§ **Text shown**:
>> begin
The Enlightened One saw the four noble truths which point out the

path that leads to Nirvana or the extinction of self:



The first noble truth is the existence of sorrow.



The second noble truth is the cause of suffering.



The third noble truth is the cessation of sorrow.



The fourth noble truth is the eightfold path that leads to the

cessation of sorrow.



This is the Dharma. This is the truth. This is religion. And the

Enlightened One uttered this stanza:



"Through many births I sought in vain

The Builder of this House of Pain.

Now, Builder, thee I plainly see!

This is the last abode for me.

Thy gable's yoke and rafters broke,

My heart has peace. All lust will cease."



There is self and there is truth. Where self is, truth is not.
>> end
§ **What you need to do**:
[A] Answer these from the passage on the four noble truths:
(i) What is the first noble truth?
(ii) According to the passage, where does the fourth noble truth lead?
(iii) In the stanza, what does the speaker say the heart has?
[B] Retype part of the passage on the four noble truths without changes. Begin at the words "This is the Dharma." and stop after "House of Pain.".
[C] Extend the passage on the four noble truths, picking up right after its final sentence.

§ **Data shown**:
>> begin
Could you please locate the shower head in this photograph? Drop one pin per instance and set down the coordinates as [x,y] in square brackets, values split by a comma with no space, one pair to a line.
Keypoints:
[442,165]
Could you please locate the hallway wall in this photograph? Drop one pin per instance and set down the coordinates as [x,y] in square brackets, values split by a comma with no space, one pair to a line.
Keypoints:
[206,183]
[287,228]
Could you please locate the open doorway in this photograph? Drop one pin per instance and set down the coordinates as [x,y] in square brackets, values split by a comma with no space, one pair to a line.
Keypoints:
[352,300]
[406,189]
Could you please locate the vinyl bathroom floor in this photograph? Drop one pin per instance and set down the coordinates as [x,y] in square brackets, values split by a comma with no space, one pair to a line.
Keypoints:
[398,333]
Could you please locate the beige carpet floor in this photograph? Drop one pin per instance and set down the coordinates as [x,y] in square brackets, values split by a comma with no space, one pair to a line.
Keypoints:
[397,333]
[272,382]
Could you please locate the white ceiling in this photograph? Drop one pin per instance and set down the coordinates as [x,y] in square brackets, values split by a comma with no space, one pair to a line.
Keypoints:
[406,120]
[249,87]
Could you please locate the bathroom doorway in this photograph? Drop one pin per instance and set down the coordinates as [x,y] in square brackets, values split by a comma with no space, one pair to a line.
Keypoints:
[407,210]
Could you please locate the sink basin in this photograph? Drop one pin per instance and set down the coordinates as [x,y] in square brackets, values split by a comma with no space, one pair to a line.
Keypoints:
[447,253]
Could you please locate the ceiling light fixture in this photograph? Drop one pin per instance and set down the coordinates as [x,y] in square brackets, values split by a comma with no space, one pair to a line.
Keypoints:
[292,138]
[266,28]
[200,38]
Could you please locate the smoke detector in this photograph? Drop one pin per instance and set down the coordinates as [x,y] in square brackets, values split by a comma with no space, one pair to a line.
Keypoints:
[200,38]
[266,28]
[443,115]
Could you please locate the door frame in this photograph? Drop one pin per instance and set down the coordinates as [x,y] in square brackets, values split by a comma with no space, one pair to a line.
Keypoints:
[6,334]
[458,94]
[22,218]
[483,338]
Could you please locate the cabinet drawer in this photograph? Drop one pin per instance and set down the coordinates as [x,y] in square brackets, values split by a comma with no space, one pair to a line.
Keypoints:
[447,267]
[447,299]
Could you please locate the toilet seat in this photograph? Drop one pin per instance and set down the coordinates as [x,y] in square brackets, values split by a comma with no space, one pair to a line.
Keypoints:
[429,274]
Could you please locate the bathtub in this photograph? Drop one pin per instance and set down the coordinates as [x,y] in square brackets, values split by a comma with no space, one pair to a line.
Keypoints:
>> end
§ **Responses**:
[A]
(i) The existence of sorrow.
(ii) To the cessation of sorrow.
(iii) Peace.

[B]
This is the Dharma. This is the truth. This is religion. And the

Enlightened One uttered this stanza:



"Through many births I sought in vain

The Builder of this House of Pain.

[C]
Where truth is, self is not. Self is the fleeting error of

samsara; it is individual separateness and that egotism which

begets envy and hatred. Self is the yearning for pleasure and the

lust after vanity. Truth is the correct comprehension of things;

it is the permanent and everlasting, the real in all existence,

the bliss of righteousness. 17 The existence of self is an

illusion, and there is no wrong in this world, no vice, no evil,

except what flows from the assertion of self.



The attainment of truth is possible only when self is recognized

as an illusion. Righteousness can be practised only when we have

freed our mind from passions of egotism. Perfect peace can dwell

only where all vanity has disappeared.



Blessed is he who has understood the Dharma. Blessed is he who

does no harm to his fellow-beings. Blessed is he who overcomes

wrong and is free from passion. To the highest bliss has he

attained who has conquered all selfishness and vanity. He has

become the Buddha, the Perfect One, the Blessed One, the Holy

One.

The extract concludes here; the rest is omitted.